**Reading passage:**
BEGIN

Programmable medication scheduler using atmel mega32

Introduction

The Newest Innovation in Patient Compliance

The Portable Programmable Medication Scheduler (PPMS) is a modern solution to the century old problem of patient compliance, featuring four medication bins, audio/visual alarms, a graphic LCD, and serial communication with a Java Swing PC GUI.
The conjunction of Electrical Engineering and the practice of Medicine has grown increasingly significant over the course of the past few decades, producing ever more innovative devices for the benefit of human healthcare. While biometric devices are often showcased in this arena, control devices such as ours are playing an increasingly substantial role as supplementary and autonomous caregivers. Providing a programmable medication scheduler forms an ever-present link between doctor and patient, capable of avoiding many common mishaps related to patient compliance.

High-Level Design

Patient failure to adhere to medication protocols is an often overlooked yet tremendously signicant problem in medicine. Such compliance failures, due to forgetfulness or lack of information, result in missing dosages or taking medication incorrectly. Obviously, protocol mistakes like these have dangerous and potentially fatal consequences. A device capable of reminding patients which medication to take and when to take it could decrease the needlessly high rate of fatality due to non-compliance.

END

**Requirement A:** How would you revise the medication scheduler passage, starting at "The Portable Programmable" and ending at "to patient compliance.", so that "six" takes the place of "four"?
**Requirement B:** According to the medication scheduler passage, what are the causes of patient compliance failures?
Use only the medication scheduler passage for what comes next.

**Information:**
BEGIN

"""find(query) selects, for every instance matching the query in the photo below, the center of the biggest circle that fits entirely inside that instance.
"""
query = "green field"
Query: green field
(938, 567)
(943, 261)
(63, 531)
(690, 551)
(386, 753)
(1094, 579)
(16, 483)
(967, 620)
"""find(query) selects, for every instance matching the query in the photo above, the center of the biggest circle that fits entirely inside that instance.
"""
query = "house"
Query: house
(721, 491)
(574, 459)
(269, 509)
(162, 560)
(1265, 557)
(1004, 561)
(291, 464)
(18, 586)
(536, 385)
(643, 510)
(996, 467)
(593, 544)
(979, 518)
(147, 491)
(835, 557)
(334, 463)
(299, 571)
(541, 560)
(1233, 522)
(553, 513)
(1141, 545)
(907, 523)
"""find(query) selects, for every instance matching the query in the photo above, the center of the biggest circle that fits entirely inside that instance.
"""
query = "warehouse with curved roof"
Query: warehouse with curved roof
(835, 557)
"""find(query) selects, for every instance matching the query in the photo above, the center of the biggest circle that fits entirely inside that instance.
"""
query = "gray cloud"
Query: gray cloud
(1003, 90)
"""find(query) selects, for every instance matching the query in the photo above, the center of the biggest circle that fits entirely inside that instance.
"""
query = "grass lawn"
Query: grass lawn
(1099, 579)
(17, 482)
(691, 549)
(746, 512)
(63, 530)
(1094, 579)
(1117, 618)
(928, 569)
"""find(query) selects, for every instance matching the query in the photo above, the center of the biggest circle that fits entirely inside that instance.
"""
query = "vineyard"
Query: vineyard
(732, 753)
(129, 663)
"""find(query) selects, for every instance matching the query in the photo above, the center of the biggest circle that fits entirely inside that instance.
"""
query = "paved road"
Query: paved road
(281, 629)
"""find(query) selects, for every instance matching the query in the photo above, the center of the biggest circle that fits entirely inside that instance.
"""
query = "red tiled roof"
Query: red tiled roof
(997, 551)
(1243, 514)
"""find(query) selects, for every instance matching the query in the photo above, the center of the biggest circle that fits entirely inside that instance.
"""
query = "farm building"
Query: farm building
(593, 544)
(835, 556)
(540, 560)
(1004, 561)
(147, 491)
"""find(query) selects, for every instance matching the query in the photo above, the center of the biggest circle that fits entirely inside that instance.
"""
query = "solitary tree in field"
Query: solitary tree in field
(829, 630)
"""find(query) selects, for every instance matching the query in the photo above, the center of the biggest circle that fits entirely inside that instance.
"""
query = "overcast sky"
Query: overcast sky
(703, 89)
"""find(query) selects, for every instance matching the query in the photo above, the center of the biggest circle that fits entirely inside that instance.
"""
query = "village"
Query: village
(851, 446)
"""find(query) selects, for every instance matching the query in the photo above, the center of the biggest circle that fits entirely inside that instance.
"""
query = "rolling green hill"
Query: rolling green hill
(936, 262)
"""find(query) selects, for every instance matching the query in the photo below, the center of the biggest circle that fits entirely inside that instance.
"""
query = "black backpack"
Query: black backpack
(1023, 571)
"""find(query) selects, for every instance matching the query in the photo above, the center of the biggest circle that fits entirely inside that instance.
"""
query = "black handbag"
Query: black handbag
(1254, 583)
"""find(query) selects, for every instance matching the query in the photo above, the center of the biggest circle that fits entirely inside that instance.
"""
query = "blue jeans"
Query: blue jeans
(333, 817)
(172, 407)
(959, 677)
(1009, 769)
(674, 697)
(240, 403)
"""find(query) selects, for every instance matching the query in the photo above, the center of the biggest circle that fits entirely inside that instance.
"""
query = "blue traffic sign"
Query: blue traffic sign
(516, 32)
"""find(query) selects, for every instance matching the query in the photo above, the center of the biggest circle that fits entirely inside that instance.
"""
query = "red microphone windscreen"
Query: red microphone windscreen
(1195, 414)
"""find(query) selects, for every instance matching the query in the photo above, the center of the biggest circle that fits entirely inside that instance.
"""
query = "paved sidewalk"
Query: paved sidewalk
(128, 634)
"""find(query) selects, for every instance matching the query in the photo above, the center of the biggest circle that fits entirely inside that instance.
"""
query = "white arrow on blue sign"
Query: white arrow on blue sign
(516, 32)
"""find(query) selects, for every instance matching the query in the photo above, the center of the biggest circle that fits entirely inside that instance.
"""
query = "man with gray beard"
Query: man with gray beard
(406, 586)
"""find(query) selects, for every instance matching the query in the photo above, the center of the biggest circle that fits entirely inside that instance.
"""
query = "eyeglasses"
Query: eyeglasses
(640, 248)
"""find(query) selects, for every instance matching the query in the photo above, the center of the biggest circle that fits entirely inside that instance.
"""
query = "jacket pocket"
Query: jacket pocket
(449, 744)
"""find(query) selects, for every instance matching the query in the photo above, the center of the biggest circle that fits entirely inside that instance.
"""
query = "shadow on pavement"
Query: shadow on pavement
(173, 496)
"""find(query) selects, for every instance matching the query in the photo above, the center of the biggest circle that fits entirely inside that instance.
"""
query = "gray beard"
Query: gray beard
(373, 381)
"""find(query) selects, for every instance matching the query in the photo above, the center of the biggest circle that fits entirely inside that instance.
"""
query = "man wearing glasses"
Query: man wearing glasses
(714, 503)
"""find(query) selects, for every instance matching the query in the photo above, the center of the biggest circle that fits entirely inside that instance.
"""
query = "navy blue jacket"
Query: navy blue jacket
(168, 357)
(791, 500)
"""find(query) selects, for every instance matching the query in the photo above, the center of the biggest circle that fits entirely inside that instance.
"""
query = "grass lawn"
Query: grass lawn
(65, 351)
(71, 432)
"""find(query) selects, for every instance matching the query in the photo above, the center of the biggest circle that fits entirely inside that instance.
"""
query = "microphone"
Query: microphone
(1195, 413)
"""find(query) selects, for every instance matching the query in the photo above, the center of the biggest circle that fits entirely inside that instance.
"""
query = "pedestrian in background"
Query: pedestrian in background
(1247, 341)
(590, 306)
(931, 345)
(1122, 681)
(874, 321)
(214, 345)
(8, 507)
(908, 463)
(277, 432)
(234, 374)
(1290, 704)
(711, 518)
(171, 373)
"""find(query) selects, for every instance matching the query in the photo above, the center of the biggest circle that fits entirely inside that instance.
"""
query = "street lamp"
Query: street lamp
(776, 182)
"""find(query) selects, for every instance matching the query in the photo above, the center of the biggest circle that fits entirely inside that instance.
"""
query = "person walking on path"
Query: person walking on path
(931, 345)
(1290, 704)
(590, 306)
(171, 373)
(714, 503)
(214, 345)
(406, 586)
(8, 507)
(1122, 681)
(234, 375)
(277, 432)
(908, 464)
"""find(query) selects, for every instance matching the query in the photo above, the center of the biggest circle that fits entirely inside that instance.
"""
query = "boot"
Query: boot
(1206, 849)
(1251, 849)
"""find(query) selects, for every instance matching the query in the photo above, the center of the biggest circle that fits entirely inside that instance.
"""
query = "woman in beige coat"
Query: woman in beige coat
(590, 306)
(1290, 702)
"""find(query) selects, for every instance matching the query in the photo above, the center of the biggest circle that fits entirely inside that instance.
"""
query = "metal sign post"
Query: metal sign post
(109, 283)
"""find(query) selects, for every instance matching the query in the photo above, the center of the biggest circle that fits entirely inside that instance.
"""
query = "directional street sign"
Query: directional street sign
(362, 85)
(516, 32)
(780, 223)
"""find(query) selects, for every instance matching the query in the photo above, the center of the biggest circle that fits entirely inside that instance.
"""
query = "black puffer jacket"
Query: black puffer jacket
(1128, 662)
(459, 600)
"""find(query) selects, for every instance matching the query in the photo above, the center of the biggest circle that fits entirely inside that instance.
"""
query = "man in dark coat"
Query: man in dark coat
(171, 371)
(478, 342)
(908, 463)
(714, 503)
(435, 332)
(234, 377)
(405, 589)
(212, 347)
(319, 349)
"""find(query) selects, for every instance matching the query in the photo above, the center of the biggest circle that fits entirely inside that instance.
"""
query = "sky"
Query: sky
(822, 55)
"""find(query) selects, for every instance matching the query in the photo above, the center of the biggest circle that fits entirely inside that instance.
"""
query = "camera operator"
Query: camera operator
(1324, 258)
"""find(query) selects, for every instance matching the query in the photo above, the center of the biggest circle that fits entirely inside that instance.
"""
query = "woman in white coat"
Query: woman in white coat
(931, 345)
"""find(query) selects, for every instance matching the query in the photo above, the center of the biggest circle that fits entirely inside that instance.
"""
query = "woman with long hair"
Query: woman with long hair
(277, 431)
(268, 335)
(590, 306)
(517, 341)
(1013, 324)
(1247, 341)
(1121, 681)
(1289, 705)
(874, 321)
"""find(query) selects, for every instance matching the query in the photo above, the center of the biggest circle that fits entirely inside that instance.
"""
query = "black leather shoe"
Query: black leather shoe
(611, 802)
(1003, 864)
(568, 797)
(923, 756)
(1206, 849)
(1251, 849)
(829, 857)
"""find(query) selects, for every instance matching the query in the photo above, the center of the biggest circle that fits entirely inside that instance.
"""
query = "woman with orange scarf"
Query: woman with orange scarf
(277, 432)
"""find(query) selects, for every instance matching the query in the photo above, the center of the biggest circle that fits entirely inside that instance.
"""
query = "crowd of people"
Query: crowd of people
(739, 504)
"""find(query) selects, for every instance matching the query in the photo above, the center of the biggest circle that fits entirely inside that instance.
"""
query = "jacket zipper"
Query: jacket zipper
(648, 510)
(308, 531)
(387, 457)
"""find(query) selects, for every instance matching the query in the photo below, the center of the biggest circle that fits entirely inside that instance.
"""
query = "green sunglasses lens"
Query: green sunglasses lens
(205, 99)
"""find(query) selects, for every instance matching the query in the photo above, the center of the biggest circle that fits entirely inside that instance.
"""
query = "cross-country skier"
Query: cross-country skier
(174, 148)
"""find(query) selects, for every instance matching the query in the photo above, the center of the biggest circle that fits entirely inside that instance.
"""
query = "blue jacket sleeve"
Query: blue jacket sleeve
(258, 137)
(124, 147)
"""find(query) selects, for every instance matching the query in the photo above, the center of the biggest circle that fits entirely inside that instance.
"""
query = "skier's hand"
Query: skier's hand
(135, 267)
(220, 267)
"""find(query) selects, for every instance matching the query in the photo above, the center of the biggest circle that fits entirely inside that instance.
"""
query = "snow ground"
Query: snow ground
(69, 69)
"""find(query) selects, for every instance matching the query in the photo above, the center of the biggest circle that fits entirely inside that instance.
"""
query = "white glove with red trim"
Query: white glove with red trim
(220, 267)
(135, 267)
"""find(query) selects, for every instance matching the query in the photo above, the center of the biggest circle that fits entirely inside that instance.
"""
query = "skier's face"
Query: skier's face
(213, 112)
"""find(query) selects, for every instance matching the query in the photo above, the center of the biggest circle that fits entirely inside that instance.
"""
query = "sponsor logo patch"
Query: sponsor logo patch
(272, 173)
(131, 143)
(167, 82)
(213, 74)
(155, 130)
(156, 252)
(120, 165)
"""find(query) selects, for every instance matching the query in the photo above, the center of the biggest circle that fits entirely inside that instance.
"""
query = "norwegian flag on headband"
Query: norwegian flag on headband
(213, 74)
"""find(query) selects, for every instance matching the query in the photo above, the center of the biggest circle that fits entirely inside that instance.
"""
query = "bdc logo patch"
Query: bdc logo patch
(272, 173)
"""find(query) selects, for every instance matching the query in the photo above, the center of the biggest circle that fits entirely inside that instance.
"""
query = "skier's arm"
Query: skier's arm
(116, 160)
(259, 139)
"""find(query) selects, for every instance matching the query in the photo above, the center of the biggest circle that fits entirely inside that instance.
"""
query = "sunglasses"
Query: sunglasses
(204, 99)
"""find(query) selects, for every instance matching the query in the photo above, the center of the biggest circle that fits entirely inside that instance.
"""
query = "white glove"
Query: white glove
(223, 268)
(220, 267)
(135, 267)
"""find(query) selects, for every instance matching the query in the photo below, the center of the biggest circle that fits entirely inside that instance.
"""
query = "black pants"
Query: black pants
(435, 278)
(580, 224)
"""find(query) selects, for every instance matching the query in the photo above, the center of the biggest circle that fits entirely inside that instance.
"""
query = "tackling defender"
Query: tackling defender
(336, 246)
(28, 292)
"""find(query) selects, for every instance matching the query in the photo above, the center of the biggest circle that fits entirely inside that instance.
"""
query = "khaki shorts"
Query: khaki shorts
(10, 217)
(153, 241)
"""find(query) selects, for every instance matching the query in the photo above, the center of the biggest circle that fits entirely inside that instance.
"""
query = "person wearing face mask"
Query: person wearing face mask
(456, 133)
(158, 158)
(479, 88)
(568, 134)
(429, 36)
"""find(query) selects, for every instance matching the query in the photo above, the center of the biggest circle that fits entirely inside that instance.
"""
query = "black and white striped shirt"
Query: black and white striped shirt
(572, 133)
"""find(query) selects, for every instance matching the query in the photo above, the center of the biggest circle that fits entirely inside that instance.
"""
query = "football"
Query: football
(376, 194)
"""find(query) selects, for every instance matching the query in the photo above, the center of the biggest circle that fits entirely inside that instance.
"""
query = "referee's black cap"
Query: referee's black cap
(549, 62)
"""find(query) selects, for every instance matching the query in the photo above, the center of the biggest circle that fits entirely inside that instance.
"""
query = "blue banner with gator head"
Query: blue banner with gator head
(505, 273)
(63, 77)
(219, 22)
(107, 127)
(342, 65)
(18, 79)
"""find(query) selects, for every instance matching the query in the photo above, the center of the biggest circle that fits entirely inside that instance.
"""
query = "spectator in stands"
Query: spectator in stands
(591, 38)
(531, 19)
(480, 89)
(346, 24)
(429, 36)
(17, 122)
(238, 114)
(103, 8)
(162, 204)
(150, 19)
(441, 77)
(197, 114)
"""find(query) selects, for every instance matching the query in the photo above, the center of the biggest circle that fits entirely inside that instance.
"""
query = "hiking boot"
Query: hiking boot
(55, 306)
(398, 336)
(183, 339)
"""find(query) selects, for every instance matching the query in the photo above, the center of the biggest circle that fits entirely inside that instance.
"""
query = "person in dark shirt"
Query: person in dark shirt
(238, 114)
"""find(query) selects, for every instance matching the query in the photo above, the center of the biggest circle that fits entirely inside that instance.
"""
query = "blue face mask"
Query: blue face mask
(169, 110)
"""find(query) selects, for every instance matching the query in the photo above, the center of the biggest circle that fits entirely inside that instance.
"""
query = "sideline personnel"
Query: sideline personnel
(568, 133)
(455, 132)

END

**Answer box A:**
The Portable Programmable Medication Scheduler (PPMS) is a modern solution to the century old problem of patient compliance, featuring six medication bins, audio/visual alarms, a graphic LCD, and serial communication with a Java Swing PC GUI.
The conjunction of Electrical Engineering and the practice of Medicine has grown increasingly significant over the course of the past few decades, producing ever more innovative devices for the benefit of human healthcare. While biometric devices are often showcased in this arena, control devices such as ours are playing an increasingly substantial role as supplementary and autonomous caregivers. Providing a programmable medication scheduler forms an ever-present link between doctor and patient, capable of avoiding many common mishaps related to patient compliance.

**Answer box B:** Forgetfulness or lack of information.